TASK OBJECTIVE
Report every line of the material below that contains the string "sofa", treating uppercase and lowercase as different.

(Image object location entries)
▬▬▬▬▬▬

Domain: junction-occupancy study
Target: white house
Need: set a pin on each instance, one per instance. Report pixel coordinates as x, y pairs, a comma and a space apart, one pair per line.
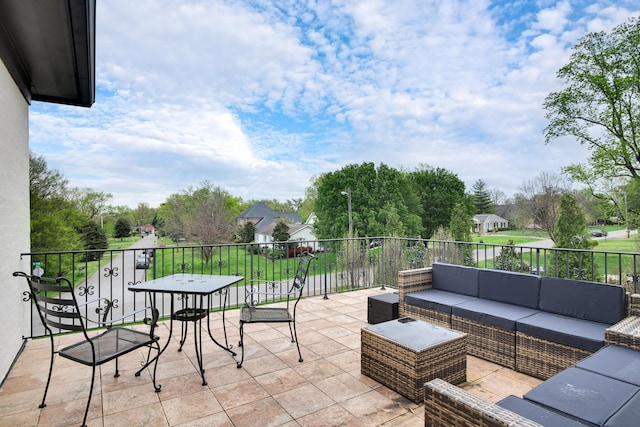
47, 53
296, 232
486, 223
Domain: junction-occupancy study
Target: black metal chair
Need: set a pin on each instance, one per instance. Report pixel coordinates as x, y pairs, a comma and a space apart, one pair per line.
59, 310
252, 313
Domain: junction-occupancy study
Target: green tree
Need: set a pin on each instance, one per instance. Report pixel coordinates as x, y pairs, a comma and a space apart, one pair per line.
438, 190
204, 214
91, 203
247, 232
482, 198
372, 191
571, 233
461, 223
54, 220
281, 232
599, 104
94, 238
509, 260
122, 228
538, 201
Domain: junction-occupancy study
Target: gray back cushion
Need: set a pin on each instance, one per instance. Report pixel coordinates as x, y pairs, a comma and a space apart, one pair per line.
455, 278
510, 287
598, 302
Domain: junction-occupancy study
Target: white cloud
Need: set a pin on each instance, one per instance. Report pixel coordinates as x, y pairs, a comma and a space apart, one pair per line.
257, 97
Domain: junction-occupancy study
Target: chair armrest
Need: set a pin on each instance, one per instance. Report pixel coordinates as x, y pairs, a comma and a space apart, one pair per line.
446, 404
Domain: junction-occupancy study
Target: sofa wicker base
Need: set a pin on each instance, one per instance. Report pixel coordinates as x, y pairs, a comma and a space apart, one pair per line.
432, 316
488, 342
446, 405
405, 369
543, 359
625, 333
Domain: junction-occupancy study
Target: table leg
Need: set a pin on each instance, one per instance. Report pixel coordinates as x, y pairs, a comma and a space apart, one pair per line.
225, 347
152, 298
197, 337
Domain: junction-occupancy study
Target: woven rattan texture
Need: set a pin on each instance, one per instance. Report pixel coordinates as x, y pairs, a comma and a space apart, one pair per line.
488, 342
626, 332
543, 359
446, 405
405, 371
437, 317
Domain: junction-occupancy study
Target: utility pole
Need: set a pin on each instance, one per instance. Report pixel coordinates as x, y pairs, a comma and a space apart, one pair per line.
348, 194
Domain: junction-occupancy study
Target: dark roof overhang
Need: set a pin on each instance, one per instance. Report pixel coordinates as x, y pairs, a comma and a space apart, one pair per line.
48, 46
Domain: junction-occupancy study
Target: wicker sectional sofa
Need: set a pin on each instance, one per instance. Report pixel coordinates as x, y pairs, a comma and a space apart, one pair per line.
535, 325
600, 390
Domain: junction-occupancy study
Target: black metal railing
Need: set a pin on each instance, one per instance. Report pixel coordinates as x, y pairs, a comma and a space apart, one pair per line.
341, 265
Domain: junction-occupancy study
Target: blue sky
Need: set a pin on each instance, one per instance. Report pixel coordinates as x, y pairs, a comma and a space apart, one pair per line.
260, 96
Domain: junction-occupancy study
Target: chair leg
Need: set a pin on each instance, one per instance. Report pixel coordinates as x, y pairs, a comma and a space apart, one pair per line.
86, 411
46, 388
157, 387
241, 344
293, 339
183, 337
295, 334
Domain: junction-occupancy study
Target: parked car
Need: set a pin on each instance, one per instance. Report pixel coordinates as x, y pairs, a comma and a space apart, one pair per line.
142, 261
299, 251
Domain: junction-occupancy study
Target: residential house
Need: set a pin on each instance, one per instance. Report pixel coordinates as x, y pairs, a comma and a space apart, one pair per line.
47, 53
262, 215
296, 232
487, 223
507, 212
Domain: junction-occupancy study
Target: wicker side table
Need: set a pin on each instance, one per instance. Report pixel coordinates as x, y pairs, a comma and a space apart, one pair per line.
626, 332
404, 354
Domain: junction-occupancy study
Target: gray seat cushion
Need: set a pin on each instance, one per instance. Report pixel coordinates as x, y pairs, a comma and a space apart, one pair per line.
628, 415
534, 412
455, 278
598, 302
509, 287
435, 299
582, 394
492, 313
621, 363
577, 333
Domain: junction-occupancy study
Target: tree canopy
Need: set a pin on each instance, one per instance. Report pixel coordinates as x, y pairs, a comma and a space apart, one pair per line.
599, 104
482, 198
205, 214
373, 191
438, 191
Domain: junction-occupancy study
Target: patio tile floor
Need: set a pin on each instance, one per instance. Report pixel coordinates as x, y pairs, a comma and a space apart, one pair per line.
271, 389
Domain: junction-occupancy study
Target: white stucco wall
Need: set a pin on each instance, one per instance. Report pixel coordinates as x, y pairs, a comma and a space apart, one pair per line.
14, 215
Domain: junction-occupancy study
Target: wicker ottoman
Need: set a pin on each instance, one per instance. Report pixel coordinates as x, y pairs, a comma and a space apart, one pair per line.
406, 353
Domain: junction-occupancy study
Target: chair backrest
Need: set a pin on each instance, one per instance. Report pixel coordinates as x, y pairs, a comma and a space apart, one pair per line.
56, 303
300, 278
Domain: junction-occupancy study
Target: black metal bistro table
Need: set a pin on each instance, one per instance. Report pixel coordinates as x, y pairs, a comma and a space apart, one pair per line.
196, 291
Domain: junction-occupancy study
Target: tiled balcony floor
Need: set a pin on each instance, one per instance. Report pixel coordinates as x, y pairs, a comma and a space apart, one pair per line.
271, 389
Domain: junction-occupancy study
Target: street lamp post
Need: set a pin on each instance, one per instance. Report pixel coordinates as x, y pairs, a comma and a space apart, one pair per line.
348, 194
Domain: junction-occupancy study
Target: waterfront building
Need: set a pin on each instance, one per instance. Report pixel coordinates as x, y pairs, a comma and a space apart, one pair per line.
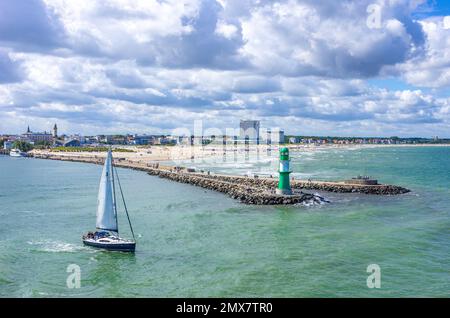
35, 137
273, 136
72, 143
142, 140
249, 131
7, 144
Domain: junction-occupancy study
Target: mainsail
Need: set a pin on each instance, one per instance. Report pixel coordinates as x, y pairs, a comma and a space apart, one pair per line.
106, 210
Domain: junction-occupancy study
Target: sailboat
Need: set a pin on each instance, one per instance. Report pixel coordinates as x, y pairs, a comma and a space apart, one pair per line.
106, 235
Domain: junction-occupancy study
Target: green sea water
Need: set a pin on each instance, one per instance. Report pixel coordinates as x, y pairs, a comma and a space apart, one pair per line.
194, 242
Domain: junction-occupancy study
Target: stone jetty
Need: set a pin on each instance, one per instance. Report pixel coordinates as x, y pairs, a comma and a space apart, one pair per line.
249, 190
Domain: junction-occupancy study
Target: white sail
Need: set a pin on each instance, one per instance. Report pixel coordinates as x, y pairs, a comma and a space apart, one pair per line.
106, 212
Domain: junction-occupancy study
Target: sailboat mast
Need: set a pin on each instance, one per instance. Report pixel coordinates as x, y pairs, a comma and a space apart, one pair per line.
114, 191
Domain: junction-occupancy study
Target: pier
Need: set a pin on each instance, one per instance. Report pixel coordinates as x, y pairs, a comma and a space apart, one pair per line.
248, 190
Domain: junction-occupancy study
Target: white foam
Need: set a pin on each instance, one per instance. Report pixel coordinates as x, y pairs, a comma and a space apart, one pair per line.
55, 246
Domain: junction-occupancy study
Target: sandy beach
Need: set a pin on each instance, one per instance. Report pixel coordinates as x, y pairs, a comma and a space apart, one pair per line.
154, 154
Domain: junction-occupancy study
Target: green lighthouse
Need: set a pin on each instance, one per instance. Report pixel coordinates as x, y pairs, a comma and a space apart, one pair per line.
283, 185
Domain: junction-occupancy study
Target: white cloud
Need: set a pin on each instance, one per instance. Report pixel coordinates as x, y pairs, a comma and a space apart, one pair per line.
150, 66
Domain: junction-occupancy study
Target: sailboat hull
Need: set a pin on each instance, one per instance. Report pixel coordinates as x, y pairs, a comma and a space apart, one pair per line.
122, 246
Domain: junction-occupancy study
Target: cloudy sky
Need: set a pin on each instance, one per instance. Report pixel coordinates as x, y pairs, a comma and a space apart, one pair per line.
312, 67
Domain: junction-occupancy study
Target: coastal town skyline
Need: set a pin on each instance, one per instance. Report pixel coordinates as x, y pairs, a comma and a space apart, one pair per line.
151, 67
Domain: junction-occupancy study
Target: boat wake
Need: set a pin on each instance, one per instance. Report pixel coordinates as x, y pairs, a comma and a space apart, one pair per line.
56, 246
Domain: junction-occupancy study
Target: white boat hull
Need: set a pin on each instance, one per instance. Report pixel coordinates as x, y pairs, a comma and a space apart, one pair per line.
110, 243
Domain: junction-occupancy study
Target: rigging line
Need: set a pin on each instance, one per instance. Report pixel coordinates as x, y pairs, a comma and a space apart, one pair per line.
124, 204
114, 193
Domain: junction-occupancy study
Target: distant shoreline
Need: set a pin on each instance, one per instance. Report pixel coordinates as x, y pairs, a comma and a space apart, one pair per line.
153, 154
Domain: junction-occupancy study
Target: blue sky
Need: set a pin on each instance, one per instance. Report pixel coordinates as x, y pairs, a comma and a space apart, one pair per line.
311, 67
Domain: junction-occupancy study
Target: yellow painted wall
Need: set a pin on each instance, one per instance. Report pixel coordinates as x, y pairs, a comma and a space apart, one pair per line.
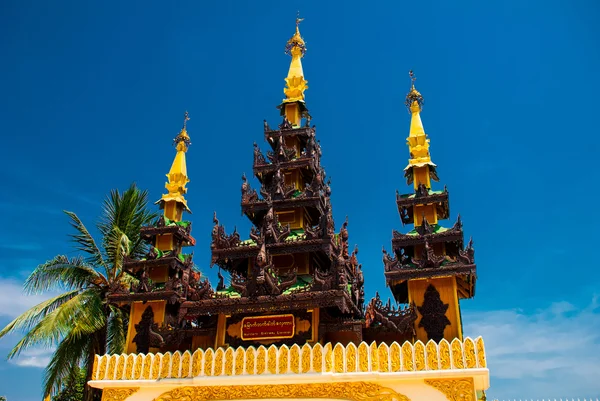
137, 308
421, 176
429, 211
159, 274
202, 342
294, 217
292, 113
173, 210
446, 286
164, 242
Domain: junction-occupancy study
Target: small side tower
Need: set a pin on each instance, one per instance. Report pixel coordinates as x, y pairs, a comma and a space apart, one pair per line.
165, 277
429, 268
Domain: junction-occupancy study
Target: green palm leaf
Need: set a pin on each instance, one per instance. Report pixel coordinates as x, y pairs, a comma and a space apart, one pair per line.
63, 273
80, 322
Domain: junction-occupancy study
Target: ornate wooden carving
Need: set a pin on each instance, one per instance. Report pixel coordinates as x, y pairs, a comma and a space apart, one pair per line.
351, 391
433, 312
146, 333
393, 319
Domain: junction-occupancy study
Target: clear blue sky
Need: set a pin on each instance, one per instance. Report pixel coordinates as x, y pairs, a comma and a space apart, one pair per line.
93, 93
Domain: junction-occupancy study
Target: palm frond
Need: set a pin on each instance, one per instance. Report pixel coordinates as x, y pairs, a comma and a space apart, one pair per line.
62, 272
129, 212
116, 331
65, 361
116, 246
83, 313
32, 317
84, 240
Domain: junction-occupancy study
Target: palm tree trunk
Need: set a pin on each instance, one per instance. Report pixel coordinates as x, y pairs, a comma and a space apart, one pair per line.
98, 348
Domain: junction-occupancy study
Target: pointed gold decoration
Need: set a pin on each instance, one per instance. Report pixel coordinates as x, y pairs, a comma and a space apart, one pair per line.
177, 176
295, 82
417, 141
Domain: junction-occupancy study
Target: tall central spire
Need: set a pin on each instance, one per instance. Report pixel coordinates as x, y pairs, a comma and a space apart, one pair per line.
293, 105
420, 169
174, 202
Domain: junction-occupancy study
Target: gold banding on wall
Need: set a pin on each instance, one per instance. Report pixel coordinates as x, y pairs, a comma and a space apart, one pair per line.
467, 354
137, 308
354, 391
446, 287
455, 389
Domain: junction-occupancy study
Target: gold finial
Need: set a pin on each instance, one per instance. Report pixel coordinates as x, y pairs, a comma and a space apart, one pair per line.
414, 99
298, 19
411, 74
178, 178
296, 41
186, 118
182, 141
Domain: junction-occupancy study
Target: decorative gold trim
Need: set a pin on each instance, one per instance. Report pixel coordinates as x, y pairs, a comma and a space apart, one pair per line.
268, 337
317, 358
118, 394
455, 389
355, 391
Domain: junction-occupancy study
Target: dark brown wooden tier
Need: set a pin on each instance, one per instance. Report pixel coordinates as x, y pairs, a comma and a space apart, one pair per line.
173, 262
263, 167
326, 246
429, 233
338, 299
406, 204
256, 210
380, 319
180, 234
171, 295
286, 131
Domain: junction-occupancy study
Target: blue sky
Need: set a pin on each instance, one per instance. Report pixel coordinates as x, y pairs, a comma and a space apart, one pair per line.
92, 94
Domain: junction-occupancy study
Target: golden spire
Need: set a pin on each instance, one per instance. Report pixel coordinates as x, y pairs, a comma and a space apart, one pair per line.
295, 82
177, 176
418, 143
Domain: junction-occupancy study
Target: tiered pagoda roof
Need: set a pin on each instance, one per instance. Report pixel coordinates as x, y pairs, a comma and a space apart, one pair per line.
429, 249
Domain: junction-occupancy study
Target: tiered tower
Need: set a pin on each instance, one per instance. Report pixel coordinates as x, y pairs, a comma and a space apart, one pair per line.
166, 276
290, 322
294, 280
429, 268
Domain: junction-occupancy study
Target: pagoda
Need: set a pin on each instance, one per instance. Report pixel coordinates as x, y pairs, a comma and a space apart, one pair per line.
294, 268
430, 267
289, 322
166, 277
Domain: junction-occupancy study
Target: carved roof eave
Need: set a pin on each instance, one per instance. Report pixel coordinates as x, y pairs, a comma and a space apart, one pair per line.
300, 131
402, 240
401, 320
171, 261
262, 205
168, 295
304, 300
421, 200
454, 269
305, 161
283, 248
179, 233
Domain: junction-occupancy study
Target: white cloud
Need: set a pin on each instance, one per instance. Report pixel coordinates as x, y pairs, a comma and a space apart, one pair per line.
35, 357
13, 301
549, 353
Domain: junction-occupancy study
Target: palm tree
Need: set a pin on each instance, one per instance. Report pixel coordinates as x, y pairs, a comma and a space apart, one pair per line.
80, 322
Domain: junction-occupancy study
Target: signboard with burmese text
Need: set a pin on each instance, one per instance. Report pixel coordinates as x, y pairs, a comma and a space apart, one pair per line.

▬▬▬▬▬▬

SOLUTION TO THE PROBLEM
Target: sofa wicker base
Target: wicker sectional sofa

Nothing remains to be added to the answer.